OBJECTIVE: Return every item below line for line, with no changes at all.
+ + +
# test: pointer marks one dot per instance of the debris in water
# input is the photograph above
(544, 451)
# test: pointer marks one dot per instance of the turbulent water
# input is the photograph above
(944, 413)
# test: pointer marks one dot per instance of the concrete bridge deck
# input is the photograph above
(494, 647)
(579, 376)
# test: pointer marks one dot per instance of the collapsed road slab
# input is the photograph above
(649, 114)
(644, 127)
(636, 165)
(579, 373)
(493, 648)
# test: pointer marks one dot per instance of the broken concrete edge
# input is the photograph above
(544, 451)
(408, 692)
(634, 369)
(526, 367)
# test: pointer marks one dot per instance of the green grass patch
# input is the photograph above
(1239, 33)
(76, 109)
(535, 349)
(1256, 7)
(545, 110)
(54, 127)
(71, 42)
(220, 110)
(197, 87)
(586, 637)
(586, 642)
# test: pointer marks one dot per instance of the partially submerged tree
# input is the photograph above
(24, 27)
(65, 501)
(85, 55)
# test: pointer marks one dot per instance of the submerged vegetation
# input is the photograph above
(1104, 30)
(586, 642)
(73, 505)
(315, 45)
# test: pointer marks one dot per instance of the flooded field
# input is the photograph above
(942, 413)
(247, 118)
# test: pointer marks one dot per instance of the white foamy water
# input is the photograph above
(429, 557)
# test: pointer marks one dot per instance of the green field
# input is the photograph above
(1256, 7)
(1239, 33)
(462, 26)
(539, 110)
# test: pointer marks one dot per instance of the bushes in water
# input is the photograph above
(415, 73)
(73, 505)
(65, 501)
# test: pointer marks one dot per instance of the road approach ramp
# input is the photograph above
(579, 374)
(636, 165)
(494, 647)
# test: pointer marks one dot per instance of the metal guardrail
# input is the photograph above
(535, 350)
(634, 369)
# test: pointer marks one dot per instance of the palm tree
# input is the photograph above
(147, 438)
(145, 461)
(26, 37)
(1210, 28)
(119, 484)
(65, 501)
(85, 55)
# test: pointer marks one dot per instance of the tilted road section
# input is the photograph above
+ + +
FINAL RESULT:
# test: pointer marks one dot per instance of the debris in water
# input is the photograph above
(544, 451)
# test: pointer marks one dot per instance of the turbulent water
# input is the photograph above
(944, 413)
# test: pointer marks one dot per instance of the concrete bridge deck
# input is the photograph above
(494, 647)
(579, 376)
# test: pointer marks one dot per instance of the collapsed road slab
# input is the photograph above
(649, 114)
(644, 127)
(636, 165)
(579, 373)
(493, 648)
# test: pointer marks one dot per instance of the broken concrete edge
# input is the photograph above
(544, 451)
(408, 692)
(634, 369)
(526, 367)
# test: pointer marks one dot per instance of the green grass patch
# input is the photograph above
(1239, 33)
(76, 109)
(535, 349)
(1256, 7)
(545, 110)
(54, 127)
(71, 42)
(220, 110)
(197, 87)
(586, 637)
(586, 642)
# test: pointer marks one dot per instance of the partially submerged tree
# input is the photograph above
(24, 27)
(65, 501)
(85, 55)
# test: pointer marks one dot per instance of the submerged vegetation
# input is the photograph above
(1104, 30)
(586, 642)
(73, 505)
(315, 45)
# test: pointer marks one dot per instance of the flooded field
# input is the photograph above
(942, 413)
(247, 118)
# test: pointer marks one dot per instance of the white foamy water
# input is the photograph above
(429, 557)
# test: pointer marks one dot per instance of the green field
# input is the photograph above
(1256, 7)
(1239, 33)
(462, 26)
(539, 110)
# test: pointer marks one dot per instance of the bushes in water
# input is the photograph above
(415, 73)
(73, 505)
(65, 501)
# test: pointer marks one dot per instance of the road approach ramp
# input is the photograph above
(579, 374)
(636, 165)
(494, 647)
# test: pointer marks one dot per instance of the metal guardrail
# input is the photograph above
(535, 350)
(634, 369)
# test: pointer marks one dot per instance of the palm tree
# input is the photograph above
(147, 438)
(145, 461)
(26, 37)
(1210, 28)
(119, 484)
(65, 501)
(85, 55)
# test: pointer marks one dot per instance of the tilted road section
# input is the photograph above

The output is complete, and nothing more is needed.